__Document__:
"""
The current state of EGL in KDE/Plasma
Kevin Krammer
krammer at kde.org
Thu Jan 28 10:18:54 GMT 2016
Hi Martin,
On Thursday, 2016-01-28, 10:04:22, Martin van Es wrote:
> Hi,
>
> I want to raise a question about the current state of EGL in plasma? I ask,
> because recenlty I've been experiencing severe instability issues using
> EGL, although I was under the impression that EGL was "the way forward"?
> (It turned out "Vulcan" is, but that's a different story).
Different things really.
EGL is a means of getting OpenGL integration with the system, basically one
option of the system specific bits and pieces below the cross platform OpenGL
API.
Vulkan is a low level API for having graphics hardware do stuff, mostly for
doing hardware accelerated graphics.
So EGL is to OpenGL what Vulkan WSI (window system integration) is to Vulkan,
the connector between the things that are system specific to the things that
are the same across systems.
GLX, as mentioned later, is another one of these, for systems that run X.
> After Googling around for the differences between GLX and EGL I came to the
> conclusion that besides EGL being newer, it is the only road to wayland and
> thus worth the switch.
Right. GLX is tied to X while EGL can be used on an X server based system but
can also be used with just a framebuffer or Wayland or Mir or SurfaceFlinger
(and the respective technologies on non-Linux platforms).
> https://blog.martin-graesslin.com/blog/2015/08/should-we-target-egl-as-the-d
> efault/
>
> However, to use EGL reliably I had to enable DRI3 in my intel driver.
>
> https://bugs.kde.org/show_bug.cgi?id=352427
>
> This works, but results in many faced strange lockups (greeter locks up,
> chrome locks up, external monitor disconnect is instable etc.).
Change in software usage patterns often leads to discovery of until then
hidden problems.
Code paths in the drivers and libraries that have previously not or only very
selectively been exercised get used more for a wide range of values and system
states and can exhibit faulty behavior that has so far been unknown.
"""
__Brief 1__:
Apart from an X server based system, which systems does the message say EGL can be used with? Name each one.
The message and the records that follow it come from unrelated sources.

__Material shown__:
"""
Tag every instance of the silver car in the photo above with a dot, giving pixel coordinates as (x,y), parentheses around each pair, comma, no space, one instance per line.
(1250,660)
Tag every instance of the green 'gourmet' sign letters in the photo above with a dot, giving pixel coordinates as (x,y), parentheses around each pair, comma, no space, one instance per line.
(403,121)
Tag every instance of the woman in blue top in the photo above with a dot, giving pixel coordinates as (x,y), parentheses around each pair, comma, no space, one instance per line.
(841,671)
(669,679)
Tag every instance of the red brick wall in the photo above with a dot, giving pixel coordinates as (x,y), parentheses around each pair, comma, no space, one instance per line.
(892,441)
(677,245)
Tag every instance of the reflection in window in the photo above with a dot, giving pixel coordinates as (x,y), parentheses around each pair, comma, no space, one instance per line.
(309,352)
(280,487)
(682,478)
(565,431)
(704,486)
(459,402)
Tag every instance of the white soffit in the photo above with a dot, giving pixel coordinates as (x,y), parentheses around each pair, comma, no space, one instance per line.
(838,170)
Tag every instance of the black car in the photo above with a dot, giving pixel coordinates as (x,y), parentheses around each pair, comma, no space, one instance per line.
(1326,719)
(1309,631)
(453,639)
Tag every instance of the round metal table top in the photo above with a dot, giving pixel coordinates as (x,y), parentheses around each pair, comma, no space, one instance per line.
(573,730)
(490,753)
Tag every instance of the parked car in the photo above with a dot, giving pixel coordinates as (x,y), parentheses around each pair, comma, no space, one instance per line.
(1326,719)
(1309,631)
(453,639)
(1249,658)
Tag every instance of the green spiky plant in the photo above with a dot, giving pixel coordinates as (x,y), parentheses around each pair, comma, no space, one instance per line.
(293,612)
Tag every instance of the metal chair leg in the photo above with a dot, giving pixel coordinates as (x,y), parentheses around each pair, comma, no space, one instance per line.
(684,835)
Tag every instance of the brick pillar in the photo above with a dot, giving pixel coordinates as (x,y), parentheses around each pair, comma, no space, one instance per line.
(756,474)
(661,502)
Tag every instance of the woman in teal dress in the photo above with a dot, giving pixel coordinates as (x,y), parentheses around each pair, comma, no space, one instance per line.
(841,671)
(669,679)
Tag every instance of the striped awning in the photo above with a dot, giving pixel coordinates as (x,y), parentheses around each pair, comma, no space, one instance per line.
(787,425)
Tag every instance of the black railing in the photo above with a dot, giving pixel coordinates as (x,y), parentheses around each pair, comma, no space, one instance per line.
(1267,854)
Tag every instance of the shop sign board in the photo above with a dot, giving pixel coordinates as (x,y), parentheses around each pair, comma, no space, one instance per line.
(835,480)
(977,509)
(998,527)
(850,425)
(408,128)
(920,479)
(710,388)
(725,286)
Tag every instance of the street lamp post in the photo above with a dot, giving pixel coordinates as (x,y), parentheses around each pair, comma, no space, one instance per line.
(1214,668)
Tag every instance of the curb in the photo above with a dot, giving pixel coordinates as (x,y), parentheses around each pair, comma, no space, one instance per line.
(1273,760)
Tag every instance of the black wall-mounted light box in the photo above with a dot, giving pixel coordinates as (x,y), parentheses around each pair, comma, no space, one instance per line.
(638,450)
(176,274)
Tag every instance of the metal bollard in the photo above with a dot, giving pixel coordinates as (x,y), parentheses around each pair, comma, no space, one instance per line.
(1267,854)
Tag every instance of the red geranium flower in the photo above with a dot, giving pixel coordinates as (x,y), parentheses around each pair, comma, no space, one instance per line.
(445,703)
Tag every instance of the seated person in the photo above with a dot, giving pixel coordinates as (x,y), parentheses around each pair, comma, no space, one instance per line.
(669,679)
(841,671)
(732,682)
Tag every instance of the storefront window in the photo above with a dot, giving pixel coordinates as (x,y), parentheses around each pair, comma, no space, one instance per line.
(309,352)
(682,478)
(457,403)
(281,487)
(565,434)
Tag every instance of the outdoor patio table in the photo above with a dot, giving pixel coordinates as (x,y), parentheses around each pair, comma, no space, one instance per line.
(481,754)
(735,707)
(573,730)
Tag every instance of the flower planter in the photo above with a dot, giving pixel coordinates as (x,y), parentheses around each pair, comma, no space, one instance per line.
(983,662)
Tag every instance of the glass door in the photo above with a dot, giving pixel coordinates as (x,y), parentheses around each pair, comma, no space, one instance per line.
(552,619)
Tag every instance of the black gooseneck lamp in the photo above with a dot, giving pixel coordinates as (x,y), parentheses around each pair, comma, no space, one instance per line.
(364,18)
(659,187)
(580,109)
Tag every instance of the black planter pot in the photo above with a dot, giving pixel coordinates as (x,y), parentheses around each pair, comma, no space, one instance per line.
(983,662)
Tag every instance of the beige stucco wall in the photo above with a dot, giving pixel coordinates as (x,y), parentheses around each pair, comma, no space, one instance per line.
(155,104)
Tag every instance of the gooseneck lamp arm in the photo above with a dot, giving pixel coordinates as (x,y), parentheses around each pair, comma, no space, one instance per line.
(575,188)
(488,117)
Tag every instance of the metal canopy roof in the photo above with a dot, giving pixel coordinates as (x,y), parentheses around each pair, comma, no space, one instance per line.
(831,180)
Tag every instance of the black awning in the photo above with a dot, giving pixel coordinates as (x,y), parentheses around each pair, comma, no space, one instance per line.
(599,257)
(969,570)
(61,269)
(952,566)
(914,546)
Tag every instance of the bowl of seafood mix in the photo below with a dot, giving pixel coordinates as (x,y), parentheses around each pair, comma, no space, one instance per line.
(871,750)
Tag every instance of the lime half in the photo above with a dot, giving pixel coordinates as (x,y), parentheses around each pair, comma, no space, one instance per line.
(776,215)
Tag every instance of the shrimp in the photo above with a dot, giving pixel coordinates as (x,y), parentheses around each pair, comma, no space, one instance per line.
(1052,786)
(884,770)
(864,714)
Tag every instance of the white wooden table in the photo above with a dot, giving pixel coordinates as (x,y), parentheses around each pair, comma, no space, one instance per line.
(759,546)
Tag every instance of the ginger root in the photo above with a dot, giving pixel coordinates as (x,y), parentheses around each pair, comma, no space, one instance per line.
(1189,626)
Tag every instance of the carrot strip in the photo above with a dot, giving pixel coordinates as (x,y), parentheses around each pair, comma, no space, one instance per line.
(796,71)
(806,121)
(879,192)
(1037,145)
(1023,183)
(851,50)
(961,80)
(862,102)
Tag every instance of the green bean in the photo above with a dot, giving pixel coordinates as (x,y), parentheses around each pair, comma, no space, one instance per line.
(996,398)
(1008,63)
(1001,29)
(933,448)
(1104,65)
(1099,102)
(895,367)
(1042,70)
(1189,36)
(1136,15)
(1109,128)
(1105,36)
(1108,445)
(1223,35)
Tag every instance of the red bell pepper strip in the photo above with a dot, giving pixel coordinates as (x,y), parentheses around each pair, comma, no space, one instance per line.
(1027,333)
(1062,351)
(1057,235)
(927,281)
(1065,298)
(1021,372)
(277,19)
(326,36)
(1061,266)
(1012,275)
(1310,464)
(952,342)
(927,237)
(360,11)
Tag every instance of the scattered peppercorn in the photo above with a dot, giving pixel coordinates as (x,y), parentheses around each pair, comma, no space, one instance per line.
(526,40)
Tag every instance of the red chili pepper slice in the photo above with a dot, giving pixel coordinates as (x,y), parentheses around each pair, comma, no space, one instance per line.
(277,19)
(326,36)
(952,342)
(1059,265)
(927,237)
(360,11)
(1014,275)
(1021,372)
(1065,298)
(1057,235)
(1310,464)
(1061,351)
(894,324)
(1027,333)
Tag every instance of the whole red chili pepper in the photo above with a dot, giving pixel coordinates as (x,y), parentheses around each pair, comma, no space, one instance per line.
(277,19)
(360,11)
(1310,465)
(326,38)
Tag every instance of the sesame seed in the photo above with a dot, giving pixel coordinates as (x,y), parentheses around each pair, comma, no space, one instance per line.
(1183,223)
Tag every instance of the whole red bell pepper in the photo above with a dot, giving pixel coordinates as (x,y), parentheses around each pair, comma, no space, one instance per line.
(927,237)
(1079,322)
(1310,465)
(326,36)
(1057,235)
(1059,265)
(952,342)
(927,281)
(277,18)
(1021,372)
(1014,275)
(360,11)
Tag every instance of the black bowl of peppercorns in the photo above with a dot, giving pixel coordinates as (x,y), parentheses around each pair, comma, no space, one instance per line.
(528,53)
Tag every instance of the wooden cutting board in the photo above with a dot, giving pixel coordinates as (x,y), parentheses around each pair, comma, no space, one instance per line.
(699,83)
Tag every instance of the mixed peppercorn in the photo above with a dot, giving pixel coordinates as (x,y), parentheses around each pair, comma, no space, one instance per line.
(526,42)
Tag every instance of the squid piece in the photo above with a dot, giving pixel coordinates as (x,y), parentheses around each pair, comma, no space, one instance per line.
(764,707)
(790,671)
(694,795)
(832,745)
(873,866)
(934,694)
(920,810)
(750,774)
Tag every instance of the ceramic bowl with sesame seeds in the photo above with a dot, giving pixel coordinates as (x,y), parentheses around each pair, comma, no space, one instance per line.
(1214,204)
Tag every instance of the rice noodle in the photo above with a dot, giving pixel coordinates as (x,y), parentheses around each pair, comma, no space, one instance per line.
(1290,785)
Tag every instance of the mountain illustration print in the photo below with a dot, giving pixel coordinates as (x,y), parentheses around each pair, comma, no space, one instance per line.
"""
__Brief 2__:
Identify every line in the records that contains the string "wall", and copy each of those lines.

__Correct output 1__:
A framebuffer alone, Wayland, Mir, and SurfaceFlinger.

__Correct output 2__:
Tag every instance of the red brick wall in the photo above with a dot, giving pixel coordinates as (x,y), parentheses around each pair, comma, no space, one instance per line.
Tag every instance of the black wall-mounted light box in the photo above with a dot, giving pixel coordinates as (x,y), parentheses around each pair, comma, no space, one instance per line.
Tag every instance of the beige stucco wall in the photo above with a dot, giving pixel coordinates as (x,y), parentheses around each pair, comma, no space, one instance per line.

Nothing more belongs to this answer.